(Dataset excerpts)

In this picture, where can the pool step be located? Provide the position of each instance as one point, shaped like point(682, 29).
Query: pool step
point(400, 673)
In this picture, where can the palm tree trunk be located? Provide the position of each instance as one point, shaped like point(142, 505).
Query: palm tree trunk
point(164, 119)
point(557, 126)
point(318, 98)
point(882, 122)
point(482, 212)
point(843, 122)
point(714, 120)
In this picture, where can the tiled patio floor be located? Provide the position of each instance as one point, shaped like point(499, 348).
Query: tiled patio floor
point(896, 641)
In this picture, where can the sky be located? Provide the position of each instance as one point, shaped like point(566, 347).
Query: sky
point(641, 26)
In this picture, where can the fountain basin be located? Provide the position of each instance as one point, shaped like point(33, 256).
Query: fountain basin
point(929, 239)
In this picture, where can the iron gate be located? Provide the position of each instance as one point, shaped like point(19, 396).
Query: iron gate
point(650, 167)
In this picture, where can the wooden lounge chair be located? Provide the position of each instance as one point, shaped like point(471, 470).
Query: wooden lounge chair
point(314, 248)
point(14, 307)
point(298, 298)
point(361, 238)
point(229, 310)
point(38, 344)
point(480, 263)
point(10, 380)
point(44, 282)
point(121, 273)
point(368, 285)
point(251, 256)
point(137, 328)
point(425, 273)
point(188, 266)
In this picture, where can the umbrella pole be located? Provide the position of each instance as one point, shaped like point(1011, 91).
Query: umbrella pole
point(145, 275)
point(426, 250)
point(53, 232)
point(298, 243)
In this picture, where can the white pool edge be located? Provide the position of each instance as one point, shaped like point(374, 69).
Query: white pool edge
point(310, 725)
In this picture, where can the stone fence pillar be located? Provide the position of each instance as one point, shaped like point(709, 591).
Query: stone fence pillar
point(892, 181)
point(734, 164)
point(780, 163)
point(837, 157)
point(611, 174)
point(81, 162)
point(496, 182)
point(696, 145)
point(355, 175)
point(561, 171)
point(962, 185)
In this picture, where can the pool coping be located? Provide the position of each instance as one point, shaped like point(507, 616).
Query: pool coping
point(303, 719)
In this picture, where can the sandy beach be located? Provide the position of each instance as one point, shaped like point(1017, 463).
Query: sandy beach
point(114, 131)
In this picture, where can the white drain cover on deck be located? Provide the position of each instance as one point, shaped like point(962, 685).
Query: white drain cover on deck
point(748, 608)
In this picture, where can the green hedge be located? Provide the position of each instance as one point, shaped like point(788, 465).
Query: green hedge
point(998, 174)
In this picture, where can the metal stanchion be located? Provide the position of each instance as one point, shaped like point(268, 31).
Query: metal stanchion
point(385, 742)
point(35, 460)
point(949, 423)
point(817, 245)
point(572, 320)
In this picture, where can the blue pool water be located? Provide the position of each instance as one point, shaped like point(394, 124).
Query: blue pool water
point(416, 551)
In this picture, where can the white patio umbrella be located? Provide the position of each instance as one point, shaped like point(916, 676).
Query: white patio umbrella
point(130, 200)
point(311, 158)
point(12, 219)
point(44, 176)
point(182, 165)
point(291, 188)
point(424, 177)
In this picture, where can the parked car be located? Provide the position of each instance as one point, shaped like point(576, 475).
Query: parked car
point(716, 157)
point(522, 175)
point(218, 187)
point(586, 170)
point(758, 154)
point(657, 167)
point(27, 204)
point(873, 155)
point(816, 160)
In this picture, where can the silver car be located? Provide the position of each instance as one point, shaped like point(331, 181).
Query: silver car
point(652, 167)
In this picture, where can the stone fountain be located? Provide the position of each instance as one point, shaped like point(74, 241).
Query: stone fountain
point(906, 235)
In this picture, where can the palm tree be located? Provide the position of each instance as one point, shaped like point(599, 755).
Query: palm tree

» WHAT YOU HAVE TO DO
Each line of the data must be returned exactly.

» ANSWER SECTION
In this picture, where can the pool step be located? Provide the position of each instance as one point, shaped like point(682, 29).
Query: pool step
point(400, 673)
In this picture, where can the palm tree trunk be located? Provide the position of each instance as one point, shaped like point(142, 505).
Query: palm tree trunk
point(164, 119)
point(557, 126)
point(318, 98)
point(882, 122)
point(482, 212)
point(843, 122)
point(714, 120)
In this picture, where can the tiled patio floor be located? Provide the position of each instance as one point, shaped like point(499, 348).
Query: tiled patio floor
point(896, 641)
In this picture, where can the sky be located? Provide the position of each instance as one point, shaped like point(566, 347).
Query: sky
point(641, 26)
In this picture, where can the fountain basin be located? Provide the position of each instance as one point, shaped like point(33, 256).
Query: fountain basin
point(929, 239)
In this picture, where can the iron gate be located? Provide the position of each instance as one point, shaped like point(19, 396).
Query: iron gate
point(650, 167)
In this picture, where can the wooden lounge chair be located? Provide the position of each instance as one point, shaped like point(471, 470).
Query: wooden lounge chair
point(314, 248)
point(14, 307)
point(298, 298)
point(361, 238)
point(229, 310)
point(38, 344)
point(480, 263)
point(10, 380)
point(44, 282)
point(121, 273)
point(368, 285)
point(251, 256)
point(137, 328)
point(425, 273)
point(188, 266)
In this picture, where can the umbrella pole be located? Provide the position of each instance as one point, shaped like point(1011, 91).
Query: umbrella pole
point(145, 275)
point(426, 250)
point(53, 232)
point(298, 243)
In this picture, where can the white pool edge be located? Provide the position of each instance as one point, shaped like point(374, 69).
Query: white pool edge
point(310, 725)
In this picture, where can the stone fence pillar be located? Provide the position of each instance as one point, shaped like point(709, 591).
Query: stone fence pillar
point(892, 181)
point(734, 164)
point(780, 163)
point(837, 157)
point(611, 174)
point(81, 162)
point(496, 182)
point(696, 145)
point(355, 175)
point(561, 171)
point(962, 185)
In this picture, where can the pool coping be located? Provide the position of each instance as one point, shaped like point(507, 616).
Query: pool coping
point(303, 719)
In this picture, where can the sandy beach be located? Provide the position of each instance as one point, shaped like point(1017, 463).
Query: sandy beach
point(114, 131)
In this picture, where can the white drain cover on deck be located? Provide the position of each instance as one point, shaped like point(962, 685).
Query: white drain cover on deck
point(748, 608)
In this picture, where can the green hedge be located? Provide the position of each instance as one point, shaped like point(788, 465).
Query: green hedge
point(998, 174)
In this picture, where can the metal stanchion be located? Provide the position of each instance as one point, shaped like point(268, 31).
Query: metal stanchion
point(385, 742)
point(35, 460)
point(949, 423)
point(817, 245)
point(572, 320)
In this picture, where can the blue pool water be located? Provide the position of each instance as one point, shaped like point(394, 124).
Query: blue pool water
point(416, 551)
In this picture, where can the white patio umbrella be located? Provide the position of each instance as one point, shaped like point(916, 676).
Query: white patio umbrella
point(130, 200)
point(311, 158)
point(12, 219)
point(44, 176)
point(182, 165)
point(291, 188)
point(424, 177)
In this picture, where can the parked car be located? Provide the position of each instance as one point, shaped like point(576, 475).
Query: parked car
point(716, 157)
point(522, 175)
point(218, 187)
point(586, 170)
point(758, 154)
point(657, 167)
point(27, 204)
point(873, 155)
point(816, 160)
In this picture, where can the silver car be located? Provide the position of each instance as one point, shaped like point(331, 181).
Query: silver car
point(652, 167)
In this picture, where can the stone fountain be located? Provide the position of each instance as one point, shaped like point(74, 241).
Query: stone fountain
point(906, 235)
In this picture, where can the palm tree be located? Provide the position of each instance as one point, shaped like point(599, 755).
Query: palm tree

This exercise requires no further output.